(Named object pointing data)
────────────────────
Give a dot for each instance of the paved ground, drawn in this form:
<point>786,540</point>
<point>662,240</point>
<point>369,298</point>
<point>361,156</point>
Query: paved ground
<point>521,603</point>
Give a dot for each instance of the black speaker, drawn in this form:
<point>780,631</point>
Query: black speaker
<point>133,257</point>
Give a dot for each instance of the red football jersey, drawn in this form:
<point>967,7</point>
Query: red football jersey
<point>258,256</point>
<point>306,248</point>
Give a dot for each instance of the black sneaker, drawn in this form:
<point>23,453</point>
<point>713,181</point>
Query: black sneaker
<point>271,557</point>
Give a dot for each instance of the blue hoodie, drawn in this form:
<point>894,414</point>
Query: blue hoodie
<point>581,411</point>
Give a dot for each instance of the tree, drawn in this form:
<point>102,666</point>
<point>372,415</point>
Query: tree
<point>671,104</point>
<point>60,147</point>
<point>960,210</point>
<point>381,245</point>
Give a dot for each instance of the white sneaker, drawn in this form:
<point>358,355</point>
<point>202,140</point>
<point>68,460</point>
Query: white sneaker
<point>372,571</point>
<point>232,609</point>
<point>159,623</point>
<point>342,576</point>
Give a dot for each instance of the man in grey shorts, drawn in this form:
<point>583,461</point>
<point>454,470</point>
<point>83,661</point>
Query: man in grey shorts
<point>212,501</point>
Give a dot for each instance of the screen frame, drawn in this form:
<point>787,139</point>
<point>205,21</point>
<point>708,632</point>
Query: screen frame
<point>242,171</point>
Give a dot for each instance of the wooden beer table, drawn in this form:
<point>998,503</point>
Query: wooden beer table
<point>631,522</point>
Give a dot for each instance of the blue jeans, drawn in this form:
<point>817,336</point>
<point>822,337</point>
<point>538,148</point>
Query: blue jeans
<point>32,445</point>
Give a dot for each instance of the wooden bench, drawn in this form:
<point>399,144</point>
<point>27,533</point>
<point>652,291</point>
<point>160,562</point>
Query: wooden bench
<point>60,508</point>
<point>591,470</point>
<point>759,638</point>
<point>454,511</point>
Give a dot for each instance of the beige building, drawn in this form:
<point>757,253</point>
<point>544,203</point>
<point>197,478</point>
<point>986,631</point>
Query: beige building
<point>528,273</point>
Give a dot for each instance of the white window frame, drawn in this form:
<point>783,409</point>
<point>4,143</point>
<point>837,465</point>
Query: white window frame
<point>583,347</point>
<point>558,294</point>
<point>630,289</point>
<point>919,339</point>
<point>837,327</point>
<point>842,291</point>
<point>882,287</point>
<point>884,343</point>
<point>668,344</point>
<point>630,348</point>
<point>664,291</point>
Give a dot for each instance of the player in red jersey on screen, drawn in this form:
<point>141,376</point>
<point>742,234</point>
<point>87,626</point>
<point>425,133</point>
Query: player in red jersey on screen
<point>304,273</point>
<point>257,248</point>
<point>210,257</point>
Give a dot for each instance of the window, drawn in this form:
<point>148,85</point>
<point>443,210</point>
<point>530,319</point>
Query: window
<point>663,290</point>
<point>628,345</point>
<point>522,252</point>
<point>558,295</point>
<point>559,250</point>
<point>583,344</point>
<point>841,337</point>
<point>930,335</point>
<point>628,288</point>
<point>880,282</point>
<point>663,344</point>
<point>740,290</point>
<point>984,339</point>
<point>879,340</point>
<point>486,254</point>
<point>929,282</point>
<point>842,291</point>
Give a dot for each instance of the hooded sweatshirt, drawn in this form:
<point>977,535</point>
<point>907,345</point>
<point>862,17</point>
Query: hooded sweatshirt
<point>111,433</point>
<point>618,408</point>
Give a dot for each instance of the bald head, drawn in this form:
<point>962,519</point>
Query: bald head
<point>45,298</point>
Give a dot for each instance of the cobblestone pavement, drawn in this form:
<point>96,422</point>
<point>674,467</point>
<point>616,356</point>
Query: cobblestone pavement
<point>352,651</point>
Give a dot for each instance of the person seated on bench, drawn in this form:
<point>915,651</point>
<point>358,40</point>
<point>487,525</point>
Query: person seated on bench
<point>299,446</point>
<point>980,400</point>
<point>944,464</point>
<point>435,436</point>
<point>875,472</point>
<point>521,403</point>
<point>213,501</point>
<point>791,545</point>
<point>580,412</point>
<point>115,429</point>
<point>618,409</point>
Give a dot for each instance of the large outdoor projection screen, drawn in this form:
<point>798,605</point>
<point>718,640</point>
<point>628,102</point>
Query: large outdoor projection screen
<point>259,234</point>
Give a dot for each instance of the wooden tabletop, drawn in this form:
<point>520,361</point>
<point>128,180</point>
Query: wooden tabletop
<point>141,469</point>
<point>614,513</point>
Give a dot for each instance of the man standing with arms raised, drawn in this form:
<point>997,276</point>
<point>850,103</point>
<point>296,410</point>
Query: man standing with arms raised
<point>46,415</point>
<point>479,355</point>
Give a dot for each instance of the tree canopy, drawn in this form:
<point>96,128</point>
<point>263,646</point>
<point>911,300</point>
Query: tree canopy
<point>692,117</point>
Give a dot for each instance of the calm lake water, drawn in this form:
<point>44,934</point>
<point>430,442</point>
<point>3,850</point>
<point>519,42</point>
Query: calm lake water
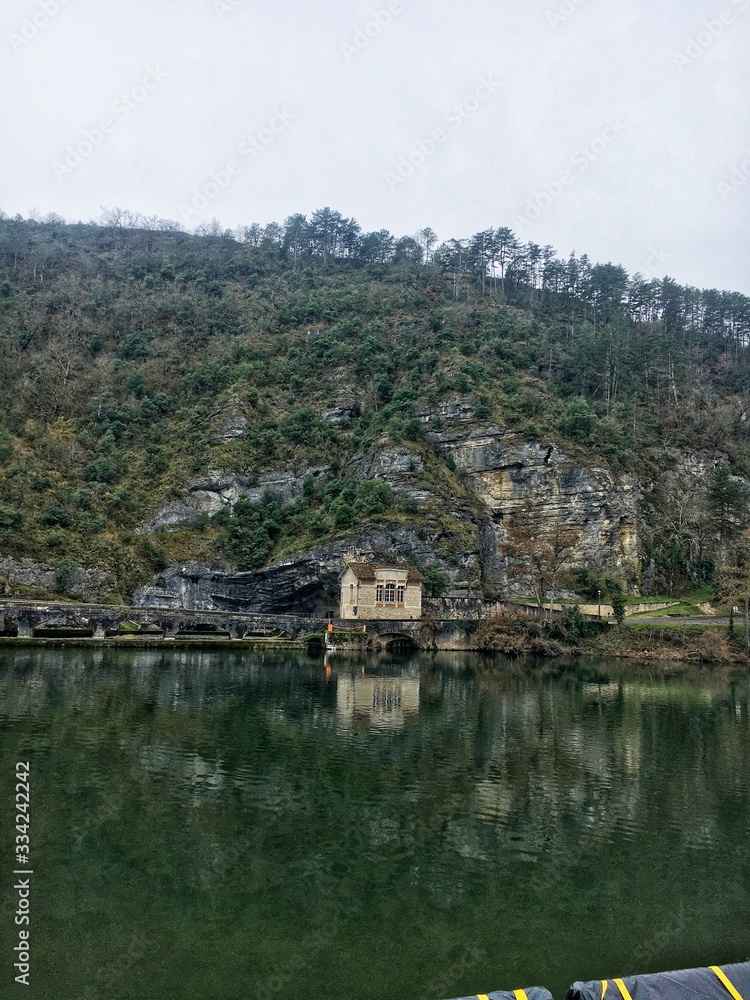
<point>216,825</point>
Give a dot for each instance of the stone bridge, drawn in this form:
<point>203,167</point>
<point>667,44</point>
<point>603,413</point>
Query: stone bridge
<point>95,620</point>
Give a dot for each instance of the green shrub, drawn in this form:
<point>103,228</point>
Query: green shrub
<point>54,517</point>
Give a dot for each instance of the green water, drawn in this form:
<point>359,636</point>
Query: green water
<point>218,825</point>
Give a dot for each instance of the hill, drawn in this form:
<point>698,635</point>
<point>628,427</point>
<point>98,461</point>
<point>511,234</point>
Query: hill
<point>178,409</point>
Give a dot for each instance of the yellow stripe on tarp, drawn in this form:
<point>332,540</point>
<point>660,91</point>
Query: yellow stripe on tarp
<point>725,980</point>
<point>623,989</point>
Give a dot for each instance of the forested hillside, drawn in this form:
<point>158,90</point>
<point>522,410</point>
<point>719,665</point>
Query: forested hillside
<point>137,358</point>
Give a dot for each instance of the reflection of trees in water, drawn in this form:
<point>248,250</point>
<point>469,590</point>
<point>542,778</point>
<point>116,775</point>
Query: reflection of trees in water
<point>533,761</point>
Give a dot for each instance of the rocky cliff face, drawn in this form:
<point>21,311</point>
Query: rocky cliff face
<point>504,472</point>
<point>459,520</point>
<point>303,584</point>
────────────────────
→ **Exercise brief**
Repeat all of the data above line for line, with no changes, and leave the pictures out of your answer.

→ **Answer to this task**
Give a dot for each instance of the paved ground, drawn in this form:
<point>786,540</point>
<point>662,240</point>
<point>369,298</point>
<point>361,156</point>
Query: paved ground
<point>521,603</point>
Give a dot for each instance of the black speaker, drawn in this form:
<point>780,631</point>
Query: black speaker
<point>133,257</point>
Give a dot for each instance of the red football jersey, drawn in this form:
<point>967,7</point>
Query: red football jersey
<point>258,256</point>
<point>306,248</point>
Give a dot for each instance of the black sneaker, drawn in this form:
<point>23,453</point>
<point>713,181</point>
Query: black sneaker
<point>271,557</point>
Give a dot for each instance of the blue hoodie, drawn in this form:
<point>894,414</point>
Query: blue hoodie
<point>581,411</point>
Give a dot for each instance of the tree, drawn in this form:
<point>102,666</point>
<point>372,415</point>
Query: tree
<point>671,104</point>
<point>60,147</point>
<point>960,210</point>
<point>381,245</point>
Give a dot for each instance of the white sneaker, drawn in this form:
<point>358,355</point>
<point>202,140</point>
<point>68,460</point>
Query: white sneaker
<point>372,571</point>
<point>232,609</point>
<point>159,623</point>
<point>342,576</point>
Give a dot for each instance of the man in grey shorts, drawn in this form:
<point>583,461</point>
<point>454,470</point>
<point>83,661</point>
Query: man in grey shorts
<point>212,501</point>
Give a dot for each instance of the screen frame, drawn in this form:
<point>787,139</point>
<point>205,21</point>
<point>708,632</point>
Query: screen frame
<point>242,171</point>
Give a dot for each instance of the wooden beer table, drawn in this form:
<point>998,503</point>
Query: wooden beer table
<point>631,522</point>
Give a dot for each instance of the blue jeans, drawn in this form:
<point>817,336</point>
<point>822,337</point>
<point>538,148</point>
Query: blue jeans
<point>32,445</point>
Give a dot for each instance of the wooden bench, drawn in this form:
<point>399,144</point>
<point>27,533</point>
<point>652,291</point>
<point>160,562</point>
Query: wooden bench
<point>60,508</point>
<point>591,470</point>
<point>759,638</point>
<point>454,511</point>
Give a dot for each instance of the beige building, drawn in this form:
<point>757,253</point>
<point>544,203</point>
<point>197,478</point>
<point>986,631</point>
Query: beige building
<point>528,273</point>
Give a dot for each instance of the white window frame, drawn in this form:
<point>783,409</point>
<point>4,143</point>
<point>837,465</point>
Query: white window frame
<point>583,347</point>
<point>558,294</point>
<point>630,289</point>
<point>919,339</point>
<point>837,327</point>
<point>842,291</point>
<point>882,287</point>
<point>884,343</point>
<point>668,344</point>
<point>630,348</point>
<point>664,291</point>
Give a dot for each instance of the player in red jersey on screen, drawn in this form:
<point>141,376</point>
<point>742,234</point>
<point>87,626</point>
<point>425,133</point>
Query: player in red jersey on screen
<point>304,273</point>
<point>257,248</point>
<point>210,257</point>
Give a dot for each instance of the window, drawn in this form:
<point>148,85</point>
<point>443,210</point>
<point>530,319</point>
Query: window
<point>663,290</point>
<point>628,345</point>
<point>522,252</point>
<point>558,295</point>
<point>559,250</point>
<point>583,344</point>
<point>841,337</point>
<point>930,335</point>
<point>628,288</point>
<point>880,282</point>
<point>663,344</point>
<point>740,290</point>
<point>984,339</point>
<point>879,340</point>
<point>486,254</point>
<point>929,282</point>
<point>842,291</point>
Give a dot for each instance of the hooded sweatshirt, drawn in this form:
<point>977,535</point>
<point>907,345</point>
<point>862,17</point>
Query: hooded sweatshirt
<point>111,433</point>
<point>618,408</point>
Give a dot for each instance of the bald head, drawn in this form:
<point>962,519</point>
Query: bald head
<point>45,298</point>
Give a dot for each instance of the cobblestone pavement, drawn in this form:
<point>96,422</point>
<point>674,467</point>
<point>616,356</point>
Query: cobblestone pavement
<point>352,651</point>
Give a dot for each instance of the person seated on bench, drawn in this form:
<point>915,651</point>
<point>358,40</point>
<point>487,525</point>
Query: person seated on bench
<point>299,446</point>
<point>980,400</point>
<point>944,464</point>
<point>435,436</point>
<point>875,472</point>
<point>521,403</point>
<point>213,501</point>
<point>791,545</point>
<point>580,412</point>
<point>115,429</point>
<point>618,409</point>
Give a dot for each instance of the large outdoor projection screen, drawn in this form:
<point>798,605</point>
<point>718,640</point>
<point>628,102</point>
Query: large outdoor projection screen
<point>259,234</point>
Give a dot for each instance of the wooden tabletop, drawn in this form:
<point>520,361</point>
<point>128,180</point>
Query: wooden tabletop
<point>141,469</point>
<point>614,513</point>
Give a dot for each instance of the man standing with arms raised, drawn in this form:
<point>997,276</point>
<point>850,103</point>
<point>296,410</point>
Query: man standing with arms raised
<point>46,415</point>
<point>479,355</point>
Give a dot for each instance of the tree canopy, drawn in this form:
<point>96,128</point>
<point>263,646</point>
<point>911,300</point>
Query: tree canopy
<point>692,117</point>
Give a dot for each instance of the calm lake water, drawn in this form:
<point>44,934</point>
<point>430,442</point>
<point>3,850</point>
<point>519,42</point>
Query: calm lake water
<point>216,825</point>
Give a dot for each instance of the stone bridge, drawn in this form:
<point>203,167</point>
<point>667,44</point>
<point>603,413</point>
Query: stone bridge
<point>95,620</point>
Give a dot for each instance of the green shrub, drawn in this form:
<point>103,228</point>
Query: green shrub
<point>54,517</point>
Give a dot for each instance of the green water, drawn in this form:
<point>359,636</point>
Query: green water
<point>218,825</point>
Give a dot for each instance of the hill, drawn in this form:
<point>698,635</point>
<point>628,427</point>
<point>98,461</point>
<point>511,234</point>
Query: hill
<point>178,409</point>
Give a dot for each instance of the yellow stripe on tarp, drawn in this form:
<point>332,540</point>
<point>660,91</point>
Query: yellow stripe on tarp
<point>725,980</point>
<point>623,989</point>
Give a dot for each instance of the forested hillside, drawn in this form:
<point>158,90</point>
<point>522,410</point>
<point>719,665</point>
Query: forested hillside
<point>137,358</point>
Give a dot for each instance of the reflection of trees in water, drawn in this form:
<point>248,250</point>
<point>469,590</point>
<point>542,778</point>
<point>116,775</point>
Query: reflection of trees in water
<point>533,761</point>
Give a dot for each instance of the rocky cliff face, drawn in this form:
<point>21,311</point>
Query: rocky cliff face
<point>504,472</point>
<point>459,520</point>
<point>303,584</point>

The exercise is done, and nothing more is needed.